-- BEGIN Extracted entries --

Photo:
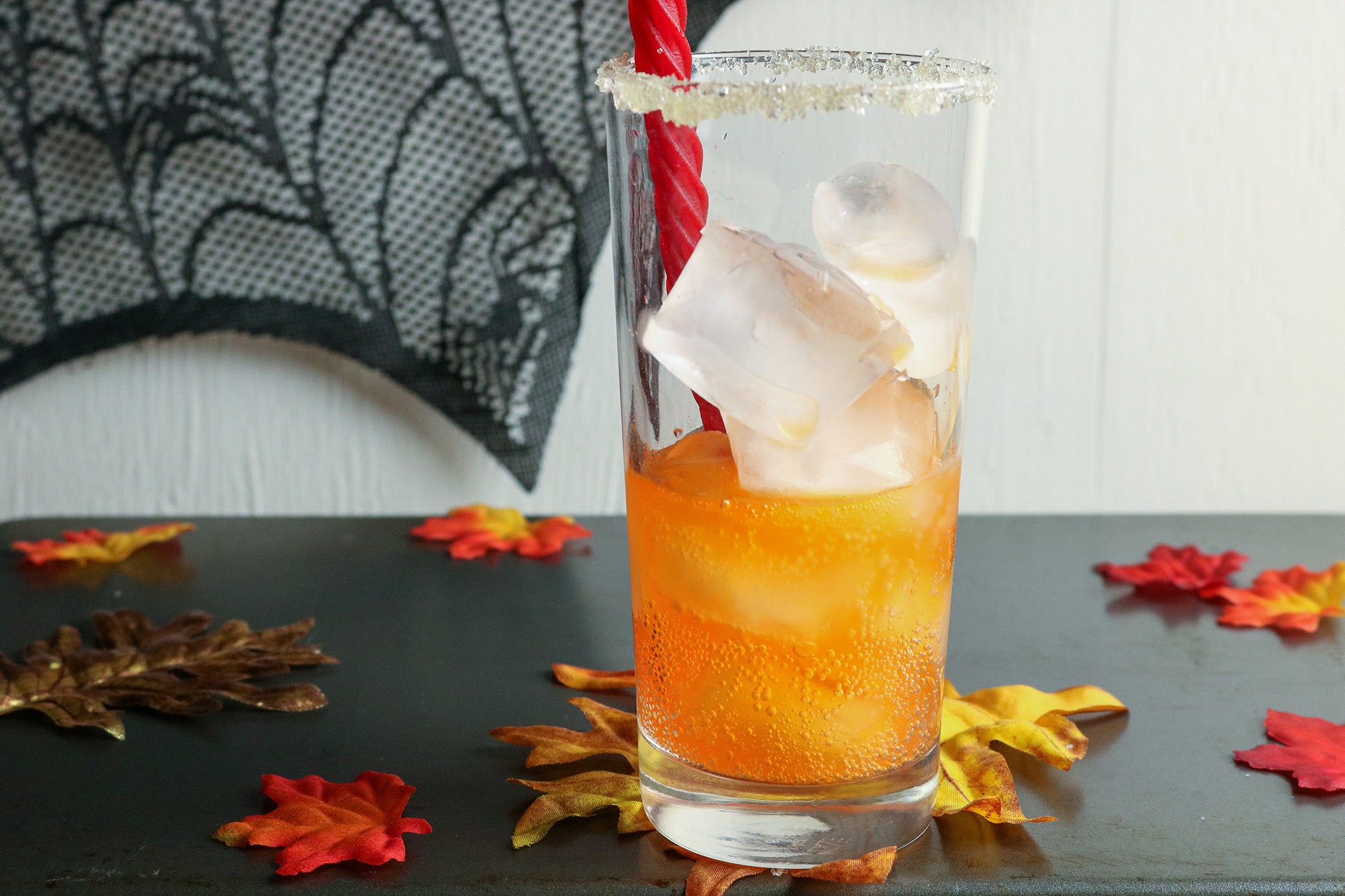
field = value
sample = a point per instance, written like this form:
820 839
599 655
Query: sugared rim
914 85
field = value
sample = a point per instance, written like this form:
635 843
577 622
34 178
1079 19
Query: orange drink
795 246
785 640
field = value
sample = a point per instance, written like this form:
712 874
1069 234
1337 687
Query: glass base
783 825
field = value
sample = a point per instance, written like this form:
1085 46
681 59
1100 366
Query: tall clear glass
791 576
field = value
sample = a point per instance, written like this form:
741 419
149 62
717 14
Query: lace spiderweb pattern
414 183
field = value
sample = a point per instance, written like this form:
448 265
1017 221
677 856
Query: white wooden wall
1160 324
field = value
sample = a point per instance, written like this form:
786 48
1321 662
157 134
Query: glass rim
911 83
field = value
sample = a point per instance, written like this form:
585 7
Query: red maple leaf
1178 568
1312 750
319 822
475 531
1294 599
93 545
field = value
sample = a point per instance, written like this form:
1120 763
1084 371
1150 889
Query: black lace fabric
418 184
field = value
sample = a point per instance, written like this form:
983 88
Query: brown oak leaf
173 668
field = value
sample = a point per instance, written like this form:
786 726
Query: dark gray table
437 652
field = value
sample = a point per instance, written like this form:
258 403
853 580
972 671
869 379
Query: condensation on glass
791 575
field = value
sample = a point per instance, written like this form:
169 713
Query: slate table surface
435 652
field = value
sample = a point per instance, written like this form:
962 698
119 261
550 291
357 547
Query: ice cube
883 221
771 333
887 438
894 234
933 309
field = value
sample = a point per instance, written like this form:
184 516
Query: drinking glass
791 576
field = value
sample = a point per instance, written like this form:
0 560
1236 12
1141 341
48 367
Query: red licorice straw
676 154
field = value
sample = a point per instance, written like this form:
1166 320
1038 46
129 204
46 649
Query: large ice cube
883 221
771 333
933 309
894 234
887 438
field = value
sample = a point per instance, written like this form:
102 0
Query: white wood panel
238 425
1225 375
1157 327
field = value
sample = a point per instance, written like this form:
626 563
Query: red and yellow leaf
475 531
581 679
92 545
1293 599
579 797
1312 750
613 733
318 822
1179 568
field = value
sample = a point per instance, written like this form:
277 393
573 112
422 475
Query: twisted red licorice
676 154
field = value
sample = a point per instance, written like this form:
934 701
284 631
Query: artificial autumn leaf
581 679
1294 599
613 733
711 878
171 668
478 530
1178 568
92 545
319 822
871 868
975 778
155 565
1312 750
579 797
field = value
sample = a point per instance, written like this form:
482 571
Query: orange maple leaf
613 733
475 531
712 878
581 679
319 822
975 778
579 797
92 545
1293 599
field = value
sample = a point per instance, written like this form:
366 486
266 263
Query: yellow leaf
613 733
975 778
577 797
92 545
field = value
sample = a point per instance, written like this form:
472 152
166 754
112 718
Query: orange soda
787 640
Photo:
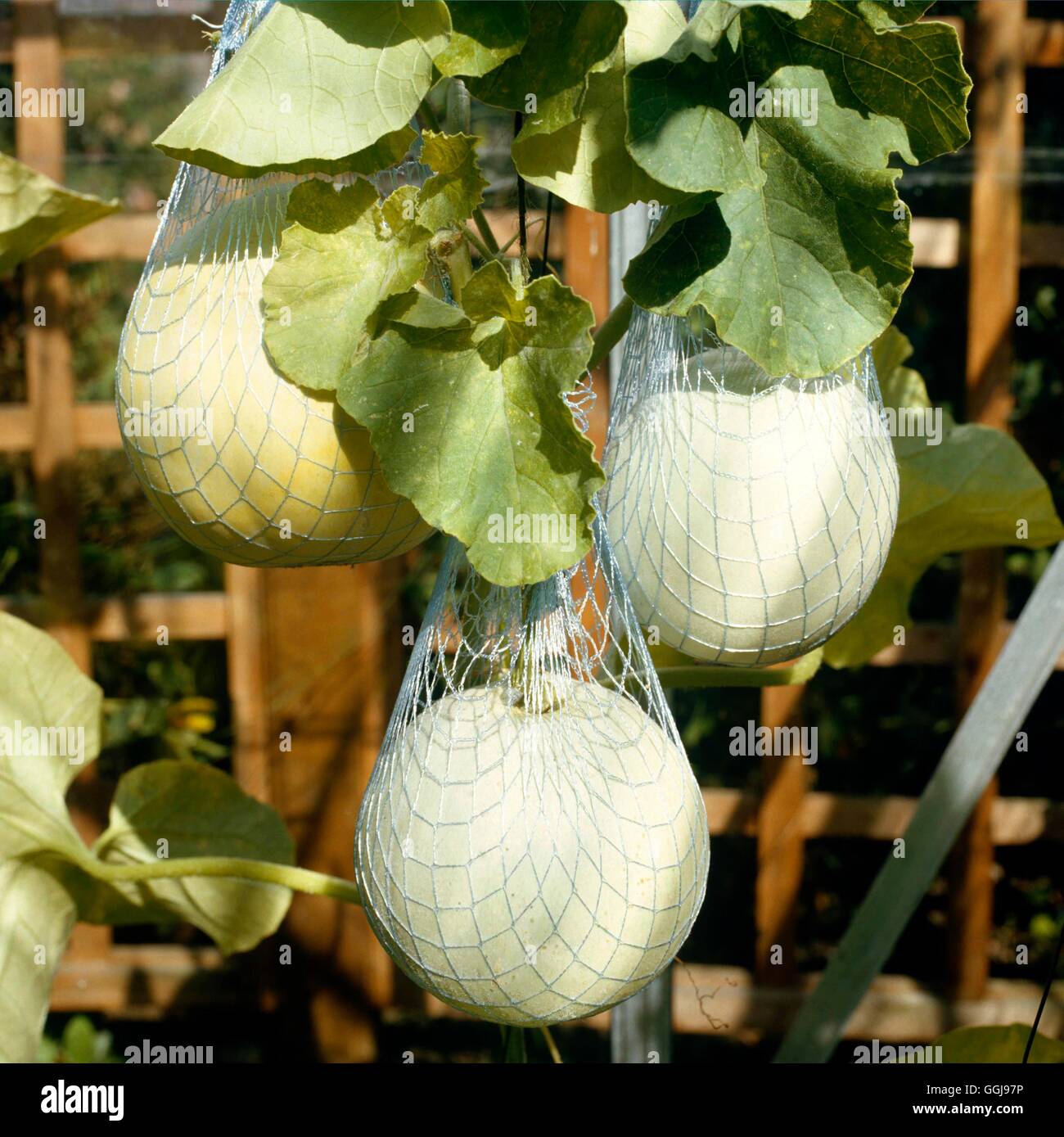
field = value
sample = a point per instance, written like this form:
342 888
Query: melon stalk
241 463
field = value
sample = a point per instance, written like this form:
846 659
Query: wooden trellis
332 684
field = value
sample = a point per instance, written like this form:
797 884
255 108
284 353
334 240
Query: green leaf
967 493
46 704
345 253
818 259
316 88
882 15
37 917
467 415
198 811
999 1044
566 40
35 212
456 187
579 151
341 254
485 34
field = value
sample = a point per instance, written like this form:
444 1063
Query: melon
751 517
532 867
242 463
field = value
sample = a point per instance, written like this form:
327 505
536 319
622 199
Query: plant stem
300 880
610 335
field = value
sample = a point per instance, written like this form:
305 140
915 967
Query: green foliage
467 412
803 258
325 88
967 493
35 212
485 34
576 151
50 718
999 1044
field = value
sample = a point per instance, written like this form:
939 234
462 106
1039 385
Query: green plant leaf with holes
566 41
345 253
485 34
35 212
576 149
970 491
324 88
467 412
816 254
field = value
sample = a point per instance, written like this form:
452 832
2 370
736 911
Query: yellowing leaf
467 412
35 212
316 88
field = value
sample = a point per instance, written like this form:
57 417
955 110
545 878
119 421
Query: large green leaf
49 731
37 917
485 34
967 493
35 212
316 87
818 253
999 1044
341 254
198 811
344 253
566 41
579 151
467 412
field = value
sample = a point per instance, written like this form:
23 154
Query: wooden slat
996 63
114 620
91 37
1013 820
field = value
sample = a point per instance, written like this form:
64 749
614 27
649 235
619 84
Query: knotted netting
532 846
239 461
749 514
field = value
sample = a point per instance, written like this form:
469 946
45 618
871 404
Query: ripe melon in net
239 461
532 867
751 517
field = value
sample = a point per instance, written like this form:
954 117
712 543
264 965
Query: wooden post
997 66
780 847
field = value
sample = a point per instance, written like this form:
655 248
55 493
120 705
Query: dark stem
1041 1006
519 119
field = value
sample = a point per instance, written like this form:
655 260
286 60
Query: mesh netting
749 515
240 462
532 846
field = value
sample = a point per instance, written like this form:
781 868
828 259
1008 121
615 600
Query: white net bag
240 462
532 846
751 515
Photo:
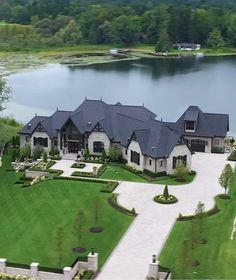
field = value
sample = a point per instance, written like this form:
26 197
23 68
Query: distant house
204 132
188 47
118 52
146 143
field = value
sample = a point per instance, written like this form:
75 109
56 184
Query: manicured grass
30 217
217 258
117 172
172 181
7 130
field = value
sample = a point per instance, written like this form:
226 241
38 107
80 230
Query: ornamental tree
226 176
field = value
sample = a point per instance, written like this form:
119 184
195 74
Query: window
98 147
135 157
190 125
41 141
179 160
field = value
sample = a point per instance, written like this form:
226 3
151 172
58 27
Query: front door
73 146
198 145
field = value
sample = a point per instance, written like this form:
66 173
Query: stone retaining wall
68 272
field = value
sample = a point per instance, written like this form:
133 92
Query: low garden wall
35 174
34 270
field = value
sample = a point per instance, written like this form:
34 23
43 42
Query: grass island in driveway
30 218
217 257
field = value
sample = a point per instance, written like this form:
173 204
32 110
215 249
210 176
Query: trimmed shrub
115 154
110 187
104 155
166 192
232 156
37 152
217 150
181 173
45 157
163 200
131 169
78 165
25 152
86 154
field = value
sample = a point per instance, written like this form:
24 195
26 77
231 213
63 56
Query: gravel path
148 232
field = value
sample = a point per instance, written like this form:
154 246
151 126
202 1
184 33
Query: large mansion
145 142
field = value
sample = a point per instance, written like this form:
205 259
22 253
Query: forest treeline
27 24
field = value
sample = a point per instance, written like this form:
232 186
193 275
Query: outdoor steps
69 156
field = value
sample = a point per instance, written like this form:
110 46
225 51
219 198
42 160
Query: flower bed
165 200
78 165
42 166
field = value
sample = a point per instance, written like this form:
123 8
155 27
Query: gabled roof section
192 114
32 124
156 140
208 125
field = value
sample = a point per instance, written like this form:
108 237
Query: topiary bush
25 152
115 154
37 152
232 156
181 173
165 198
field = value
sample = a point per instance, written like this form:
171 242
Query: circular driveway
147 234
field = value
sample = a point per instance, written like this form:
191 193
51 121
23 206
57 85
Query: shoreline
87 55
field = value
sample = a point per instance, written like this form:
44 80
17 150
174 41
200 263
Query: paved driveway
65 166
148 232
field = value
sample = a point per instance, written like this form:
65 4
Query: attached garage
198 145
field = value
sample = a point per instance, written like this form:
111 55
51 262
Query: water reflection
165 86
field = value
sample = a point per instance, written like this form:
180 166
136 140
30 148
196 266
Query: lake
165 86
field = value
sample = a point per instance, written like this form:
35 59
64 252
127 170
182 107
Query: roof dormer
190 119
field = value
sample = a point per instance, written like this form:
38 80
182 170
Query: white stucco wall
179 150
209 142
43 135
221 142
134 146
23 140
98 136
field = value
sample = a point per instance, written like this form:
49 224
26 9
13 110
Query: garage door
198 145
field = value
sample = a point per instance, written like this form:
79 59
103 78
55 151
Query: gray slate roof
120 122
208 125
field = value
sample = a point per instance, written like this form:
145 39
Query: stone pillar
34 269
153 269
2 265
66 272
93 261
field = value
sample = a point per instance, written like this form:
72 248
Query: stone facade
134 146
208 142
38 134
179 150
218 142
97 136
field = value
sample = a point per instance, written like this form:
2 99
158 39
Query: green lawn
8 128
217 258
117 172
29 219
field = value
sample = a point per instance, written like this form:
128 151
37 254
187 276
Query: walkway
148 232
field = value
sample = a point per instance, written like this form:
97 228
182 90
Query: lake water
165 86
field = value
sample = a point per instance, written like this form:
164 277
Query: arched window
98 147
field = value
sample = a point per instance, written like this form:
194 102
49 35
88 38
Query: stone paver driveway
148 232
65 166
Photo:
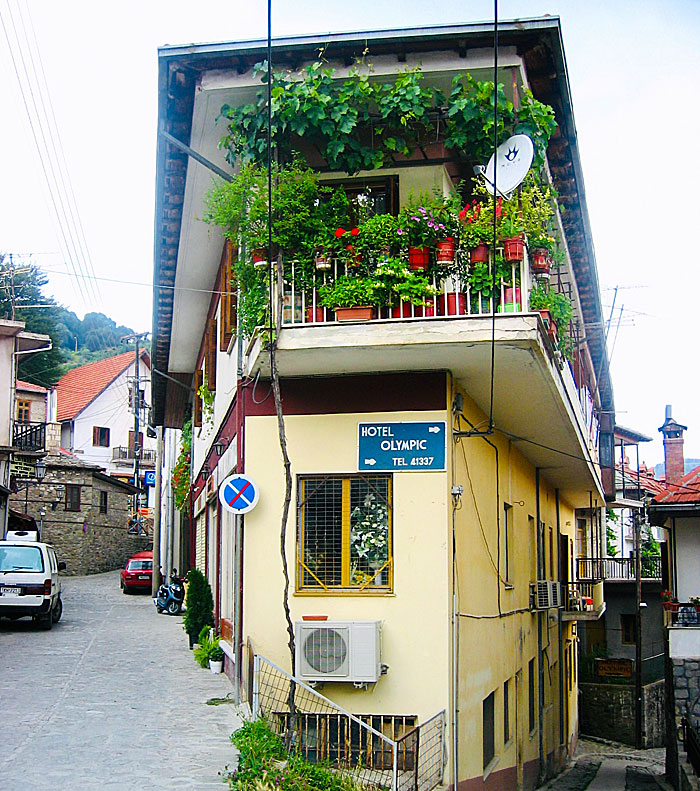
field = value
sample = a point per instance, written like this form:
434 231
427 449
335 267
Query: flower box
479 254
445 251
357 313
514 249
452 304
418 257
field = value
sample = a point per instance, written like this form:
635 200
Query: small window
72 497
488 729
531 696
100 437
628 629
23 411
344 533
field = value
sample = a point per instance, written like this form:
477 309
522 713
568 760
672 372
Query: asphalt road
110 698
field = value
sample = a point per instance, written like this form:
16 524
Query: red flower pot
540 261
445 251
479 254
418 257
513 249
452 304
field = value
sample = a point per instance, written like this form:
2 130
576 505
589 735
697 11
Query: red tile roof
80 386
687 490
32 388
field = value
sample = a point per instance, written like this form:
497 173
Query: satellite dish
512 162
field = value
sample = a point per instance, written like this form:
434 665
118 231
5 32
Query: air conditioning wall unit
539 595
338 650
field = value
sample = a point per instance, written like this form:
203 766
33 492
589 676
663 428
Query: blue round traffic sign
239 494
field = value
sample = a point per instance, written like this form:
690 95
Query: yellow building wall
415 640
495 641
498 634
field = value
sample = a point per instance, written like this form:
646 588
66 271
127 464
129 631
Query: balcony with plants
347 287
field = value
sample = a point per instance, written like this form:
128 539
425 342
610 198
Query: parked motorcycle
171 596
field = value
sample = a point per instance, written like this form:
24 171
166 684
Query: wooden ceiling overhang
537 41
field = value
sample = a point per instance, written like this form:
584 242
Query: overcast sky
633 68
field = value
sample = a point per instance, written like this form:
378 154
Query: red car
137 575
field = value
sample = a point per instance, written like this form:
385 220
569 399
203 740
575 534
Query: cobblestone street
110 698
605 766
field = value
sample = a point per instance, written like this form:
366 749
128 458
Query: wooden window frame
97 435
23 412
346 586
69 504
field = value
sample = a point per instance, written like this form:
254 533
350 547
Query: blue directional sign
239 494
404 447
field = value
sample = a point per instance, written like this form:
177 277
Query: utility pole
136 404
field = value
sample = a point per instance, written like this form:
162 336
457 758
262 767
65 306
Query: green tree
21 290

-- END Extracted entries --

◆ **What you are asked to do**
Pick out every line of the material above that contains the word "orange", and copy each one.

◆ **The output**
Query: orange drink
Query: orange maple leaf
Query: orange soda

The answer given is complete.